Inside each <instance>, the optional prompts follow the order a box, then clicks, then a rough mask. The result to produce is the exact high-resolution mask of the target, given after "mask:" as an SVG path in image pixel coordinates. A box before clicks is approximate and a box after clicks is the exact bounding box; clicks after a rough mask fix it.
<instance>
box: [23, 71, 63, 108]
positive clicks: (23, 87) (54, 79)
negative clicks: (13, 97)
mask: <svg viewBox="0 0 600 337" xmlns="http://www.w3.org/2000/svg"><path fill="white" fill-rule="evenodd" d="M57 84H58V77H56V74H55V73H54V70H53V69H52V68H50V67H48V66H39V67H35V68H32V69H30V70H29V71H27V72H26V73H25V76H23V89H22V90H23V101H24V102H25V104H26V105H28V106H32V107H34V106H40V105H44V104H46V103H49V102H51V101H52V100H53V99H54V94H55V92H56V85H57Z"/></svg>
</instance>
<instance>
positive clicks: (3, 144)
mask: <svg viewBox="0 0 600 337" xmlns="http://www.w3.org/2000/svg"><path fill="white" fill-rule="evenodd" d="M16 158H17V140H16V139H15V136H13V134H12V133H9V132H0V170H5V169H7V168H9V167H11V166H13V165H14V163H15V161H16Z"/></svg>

---------------

TASK REQUIREMENTS => Every line of the records containing the word "instance" must appear in the answer.

PROBLEM SOLUTION =>
Inside each <instance>, the optional prompts follow the order a box, then clicks, then a rough mask. The result to produce is the exact high-resolution mask of the target, given after "mask:" as an SVG path in image pixel coordinates. A box before clicks is approximate and a box after clicks is the exact bounding box; clicks after a rough mask fix it.
<instance>
</instance>
<instance>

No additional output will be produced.